**WHAT IS REQUIRED:**
Transcribe verbatim the portion of the text on segment addressing and COM files that runs from "The programmer can" to "immediately after it.".

Suppose the DS register contains 0410H. The full address of the
byte that is copied into AL is obtained as follows:
2
0410 Segment
+ 0200 Offset
--------
06100 Complete (absolute) address
Note that the segment register is shifted one hex digit to the left
before performing the addition. Offsets of program instructions are
combined with the CS (Code Segment) register. For example, the
statement
JMP 0100H
says to jump to offset 0100H relative to the current code segment.
If the CS register contains 0215H, the complete address to which
the processor will jump is obtained as follows:
0215 Segment
+ 0100 Offset
--------
02250 Complete (absolute) address
The two other segment registers are SS (Stack Segment), which
specifies the location of an area of memory used as a pushdown
stack, and ES (Extra Segment), which the programmer is free to use
for any purpose.
The programmer can specify that a particular segment register is to
be used with a particular offset. For instance, to retrieve the
byte whose offset is 0200H relative to the ES rather than the DS
register, use the instructions:
MOV AL,ES:[0200H]
The 'ES:' prefix here is called a segment override and generates an
extra byte in the object program. The most common use of segment
overrides is to access small data areas which for some reason are
stored in the code segment rather than the data segment.
COM files
A COM file contains a program that fits entirely into one segment.
In order to load a COM file into memory, DOS constructs a small
control area called a program segment prefix, 100H bytes long, and
copies the COM file into memory immediately after it.
DOS then sets the CS, DS, and ES registers to point to the
beginning of the program segment prefix, automatically sets aside a
small stack, and begins execution at offset 0100H in the code
segment (which is the first byte that was copied in from the COM
file).
3
With some assemblers, such as Turbo Editasm (TASM), you can create
a COM file by simply writing a series of assembly language
instructions, without any SEGMENT, ENDS, or other pseudo
instructions. With the Microsoft Macro Assembler, however, you must
follow the outline shown here:
; File SAMPLCOM.ASM
; Framework for a program that is to be made into a .COM file
; Assemble the program onto an .OBJ file, use LINK to create
; an .EXE file, and then use EXE2BIN to make it into a .COM file.
; The error message 'No stack segment' is normal when linking.
; Do not try to run the .EXE file.
CODE SEGMENT PUBLIC
ORG 100H ; this must precede the ASSUME stmt
ASSUME CS:CODE,DS:CODE
MAIN PROC FAR
;
; Main program goes here
;
INT 20H ; return to DOS
MAIN ENDP
;
; Other PROCs, if any, go here
;
;
; Data goes here
;
CODE ENDS
END MAIN ; specifies that execution is
; to start at beginning of MAIN
4
Notes on creating COM files
Notice the following important things about the outline:
(1) There is only one segment. (Here it is named CODE, but it could
have any name.)
(2) Immediately after the SEGMENT instruction is an ORG 100H
instruction. This tells the assembler that the program will be
loaded at offset 0100H relative to the segment registers, and all
addresses should therefore be figured from that starting point.

**RECORDED INFORMATION:**
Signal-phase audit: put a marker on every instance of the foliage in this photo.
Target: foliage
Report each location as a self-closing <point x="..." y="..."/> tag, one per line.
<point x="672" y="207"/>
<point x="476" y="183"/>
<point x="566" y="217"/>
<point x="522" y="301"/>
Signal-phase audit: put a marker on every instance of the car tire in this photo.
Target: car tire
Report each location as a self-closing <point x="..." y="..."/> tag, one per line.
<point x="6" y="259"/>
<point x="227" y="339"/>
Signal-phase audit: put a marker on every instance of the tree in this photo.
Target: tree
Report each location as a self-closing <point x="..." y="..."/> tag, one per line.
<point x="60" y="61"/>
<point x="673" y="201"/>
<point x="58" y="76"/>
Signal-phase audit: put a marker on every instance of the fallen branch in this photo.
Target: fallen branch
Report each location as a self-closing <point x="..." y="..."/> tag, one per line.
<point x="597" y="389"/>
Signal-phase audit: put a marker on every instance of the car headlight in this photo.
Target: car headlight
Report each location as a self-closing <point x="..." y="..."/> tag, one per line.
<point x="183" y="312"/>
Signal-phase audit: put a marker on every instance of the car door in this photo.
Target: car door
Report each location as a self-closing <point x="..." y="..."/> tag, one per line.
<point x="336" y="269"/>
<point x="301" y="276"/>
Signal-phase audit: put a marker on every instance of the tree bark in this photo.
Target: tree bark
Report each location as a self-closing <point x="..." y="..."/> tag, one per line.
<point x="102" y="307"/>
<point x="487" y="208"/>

**ANSWER TO THE EXERCISE:**
The programmer can specify that a particular segment register is to
be used with a particular offset. For instance, to retrieve the
byte whose offset is 0200H relative to the ES rather than the DS
register, use the instructions:
MOV AL,ES:[0200H]
The 'ES:' prefix here is called a segment override and generates an
extra byte in the object program. The most common use of segment
overrides is to access small data areas which for some reason are
stored in the code segment rather than the data segment.
COM files
A COM file contains a program that fits entirely into one segment.
In order to load a COM file into memory, DOS constructs a small
control area called a program segment prefix, 100H bytes long, and
copies the COM file into memory immediately after it.